> Problem requirements: Quote every line of the records below word for word, but leave the pictures out.

Pointing entries for labeled objects:
╔══
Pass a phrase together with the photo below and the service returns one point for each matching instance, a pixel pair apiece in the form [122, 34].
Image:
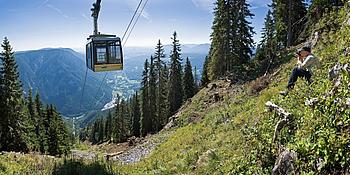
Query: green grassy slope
[234, 135]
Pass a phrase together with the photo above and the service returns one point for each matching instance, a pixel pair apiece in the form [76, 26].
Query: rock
[217, 97]
[213, 86]
[195, 118]
[334, 72]
[205, 157]
[311, 102]
[132, 141]
[285, 118]
[284, 163]
[170, 124]
[314, 40]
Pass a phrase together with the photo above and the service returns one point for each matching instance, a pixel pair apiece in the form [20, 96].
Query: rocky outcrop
[285, 117]
[285, 163]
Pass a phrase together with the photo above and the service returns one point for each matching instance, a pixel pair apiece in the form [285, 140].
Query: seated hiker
[306, 61]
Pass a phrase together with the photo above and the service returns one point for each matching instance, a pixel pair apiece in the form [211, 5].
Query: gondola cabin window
[104, 53]
[101, 55]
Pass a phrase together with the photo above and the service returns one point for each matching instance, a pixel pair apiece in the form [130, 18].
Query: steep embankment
[227, 130]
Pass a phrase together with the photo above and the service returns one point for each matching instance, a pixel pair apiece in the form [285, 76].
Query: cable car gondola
[103, 52]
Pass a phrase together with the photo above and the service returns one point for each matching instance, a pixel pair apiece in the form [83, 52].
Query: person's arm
[310, 60]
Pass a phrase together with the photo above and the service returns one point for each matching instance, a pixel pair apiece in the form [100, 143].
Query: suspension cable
╚══
> Answer to the exercise:
Pass a phrase together with the photo below and the service returns one point for each matching instance, a pixel pair apiece in the form [122, 34].
Image:
Query: green grassy slope
[234, 135]
Pass a phrase together with the photo above and the service returns one point for each matching instance, a pixel pair apiece in the form [76, 26].
Query: rock
[217, 97]
[213, 86]
[195, 118]
[334, 72]
[205, 157]
[311, 102]
[132, 141]
[285, 118]
[284, 163]
[170, 124]
[314, 40]
Pass a phrase together with the photo above and the service returns one point for each matching instance, a pixel pair apiece in the form [20, 96].
Query: rocky outcrop
[285, 117]
[285, 163]
Pass a phrase together with the photo above and the service returns one point for each matching instance, a pixel pair apiece in the form [285, 140].
Query: seated hiker
[306, 61]
Pass a phrase together with the photo above and the service returns one point for each matching instance, a pixel pair apiece in the form [211, 5].
Query: gondola cabin window
[104, 53]
[101, 55]
Pass a phrase together with the photo above and the service returns one point for each matching instance, a pixel pair apiece in the form [130, 18].
Query: steep embankment
[227, 130]
Pass a phrase together with the photo above and the service returns one point for each matching instance, a pixel pair apiece in the form [285, 76].
Query: cable car gondola
[103, 52]
Pass a phrase together with the photo above and the service returns one point for each matching instance, a pixel pair apiece in the form [83, 52].
Query: person's arm
[310, 60]
Pass a phrase together with the photo above and the service returns one point for each matching instance, a pixel pair apiece in the form [100, 143].
Query: suspension cable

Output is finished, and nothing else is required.